### PASSAGE GIVEN
□ □ □ □ □ □ □
Renault Twingo 133 Cup: Weapon of Choice (For a British B road)

Photo Credit to Parkers

 

Renault Twingo 133 Cup: Weapon of Choice (For a British B road) 

In the UK, we are spoiled for choice when it comes to our roads. There may be the odd speed cameras dotted around the place, poor surfaces and wandering sheep. But nothing stops us from driving. We are a nation of proud motorists, Young and old. Obviously, there are people out there who have different views on how we should drive. And some people believe nobody should drive at all. But when it comes to going for a drive down a British B road, I don’t think many people appreciate what we have here. Especially up in Scotland where there is nothing more than smooth, windy roads with scenery that is only unique to this part of the world. Even if you have the least bit of interest for driving, at least try and appreciate our roads.
□ □ □ □ □ □ □
### SHORT EXERCISE 1
Rescale everything in the records from the line containing "On this screenshot, the black blazer" down to the line containing "[175,131,194,141]", both ends included, repeating each line with its request and multiplying every bounding-box coordinate in the answers by 1.05, rounded to whole numbers with halves rounded up. Return only those lines.
□ □ □ □ □ □ □
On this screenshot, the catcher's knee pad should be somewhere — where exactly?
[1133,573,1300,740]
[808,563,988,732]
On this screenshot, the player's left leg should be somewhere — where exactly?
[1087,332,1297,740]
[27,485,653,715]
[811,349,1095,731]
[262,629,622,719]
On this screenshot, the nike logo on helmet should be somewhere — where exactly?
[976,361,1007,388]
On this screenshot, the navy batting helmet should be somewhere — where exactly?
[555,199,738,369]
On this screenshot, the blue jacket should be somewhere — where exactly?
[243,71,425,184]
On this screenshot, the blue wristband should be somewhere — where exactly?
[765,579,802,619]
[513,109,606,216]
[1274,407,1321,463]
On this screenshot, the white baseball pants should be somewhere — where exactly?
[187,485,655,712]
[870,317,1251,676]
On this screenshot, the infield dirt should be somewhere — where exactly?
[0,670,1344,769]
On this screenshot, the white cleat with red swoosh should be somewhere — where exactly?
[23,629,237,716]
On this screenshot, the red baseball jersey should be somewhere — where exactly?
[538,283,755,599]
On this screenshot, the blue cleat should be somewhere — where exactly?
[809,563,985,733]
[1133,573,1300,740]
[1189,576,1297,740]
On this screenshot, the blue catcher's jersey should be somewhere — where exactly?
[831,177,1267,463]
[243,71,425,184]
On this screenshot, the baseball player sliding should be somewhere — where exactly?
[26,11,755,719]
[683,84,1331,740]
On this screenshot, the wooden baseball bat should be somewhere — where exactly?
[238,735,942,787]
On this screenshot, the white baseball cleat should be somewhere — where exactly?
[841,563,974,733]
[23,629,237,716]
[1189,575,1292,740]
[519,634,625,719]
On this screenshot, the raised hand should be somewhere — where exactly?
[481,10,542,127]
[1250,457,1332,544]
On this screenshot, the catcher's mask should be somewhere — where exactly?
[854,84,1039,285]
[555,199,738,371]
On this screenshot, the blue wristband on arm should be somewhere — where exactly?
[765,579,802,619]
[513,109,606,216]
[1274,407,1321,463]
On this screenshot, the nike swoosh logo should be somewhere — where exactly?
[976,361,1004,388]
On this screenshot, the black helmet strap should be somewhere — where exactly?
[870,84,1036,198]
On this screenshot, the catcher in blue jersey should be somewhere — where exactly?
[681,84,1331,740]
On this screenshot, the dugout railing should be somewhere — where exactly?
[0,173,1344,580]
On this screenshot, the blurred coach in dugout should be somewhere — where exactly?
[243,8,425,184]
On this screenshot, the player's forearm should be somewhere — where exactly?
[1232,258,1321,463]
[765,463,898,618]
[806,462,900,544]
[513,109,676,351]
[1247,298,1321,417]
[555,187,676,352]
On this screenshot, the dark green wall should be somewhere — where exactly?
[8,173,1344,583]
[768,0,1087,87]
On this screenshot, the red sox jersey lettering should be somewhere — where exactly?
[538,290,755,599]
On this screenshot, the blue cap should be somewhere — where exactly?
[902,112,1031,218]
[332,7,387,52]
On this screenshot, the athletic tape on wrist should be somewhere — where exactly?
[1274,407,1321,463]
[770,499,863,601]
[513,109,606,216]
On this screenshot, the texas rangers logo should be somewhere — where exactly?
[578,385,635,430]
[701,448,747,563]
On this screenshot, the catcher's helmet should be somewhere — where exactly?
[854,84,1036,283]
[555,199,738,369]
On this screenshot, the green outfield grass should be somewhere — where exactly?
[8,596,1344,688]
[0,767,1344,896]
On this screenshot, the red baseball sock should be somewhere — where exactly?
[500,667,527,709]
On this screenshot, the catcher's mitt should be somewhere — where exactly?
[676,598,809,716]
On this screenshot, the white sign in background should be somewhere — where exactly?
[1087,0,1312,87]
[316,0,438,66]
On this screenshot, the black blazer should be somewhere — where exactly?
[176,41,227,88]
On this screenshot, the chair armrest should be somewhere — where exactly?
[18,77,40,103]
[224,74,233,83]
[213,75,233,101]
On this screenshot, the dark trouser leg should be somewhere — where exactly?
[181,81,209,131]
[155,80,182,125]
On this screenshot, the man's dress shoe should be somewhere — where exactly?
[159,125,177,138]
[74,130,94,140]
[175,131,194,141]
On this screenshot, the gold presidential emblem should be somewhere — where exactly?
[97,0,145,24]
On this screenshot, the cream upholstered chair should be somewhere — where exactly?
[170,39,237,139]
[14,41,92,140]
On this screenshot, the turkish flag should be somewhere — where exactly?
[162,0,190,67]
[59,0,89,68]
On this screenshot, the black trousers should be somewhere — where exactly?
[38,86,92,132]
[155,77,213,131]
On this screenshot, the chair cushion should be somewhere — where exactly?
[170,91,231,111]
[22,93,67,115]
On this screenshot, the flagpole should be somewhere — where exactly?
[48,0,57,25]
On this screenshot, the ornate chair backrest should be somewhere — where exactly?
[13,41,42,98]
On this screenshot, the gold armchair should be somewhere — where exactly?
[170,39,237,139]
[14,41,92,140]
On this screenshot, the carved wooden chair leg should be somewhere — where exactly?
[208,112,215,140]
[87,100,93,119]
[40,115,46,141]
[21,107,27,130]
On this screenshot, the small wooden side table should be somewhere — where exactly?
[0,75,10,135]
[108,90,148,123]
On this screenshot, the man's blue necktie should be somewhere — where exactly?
□ □ □ □ □ □ □
### SHORT EXERCISE 2
Render into French the following sentence from the passage on British B roads: "In the UK, we are spoiled for choice when it comes to our roads."

### CORRECT OUTPUT 1
On this screenshot, the black blazer should be somewhere — where exactly?
[185,43,238,92]
On this screenshot, the chair armrest should be somewhere — where exactly?
[19,81,42,108]
[235,78,245,87]
[224,79,245,106]
On this screenshot, the dark trouser leg should be somewhere — where exactly?
[190,85,219,138]
[163,84,191,131]
On this screenshot, the man's dress shoe should be somewhere — where exactly?
[167,131,186,145]
[78,137,99,147]
[184,138,204,148]

### CORRECT OUTPUT 2
Au Royaume-Uni, nous n'avons que l'embarras du choix en matière de routes.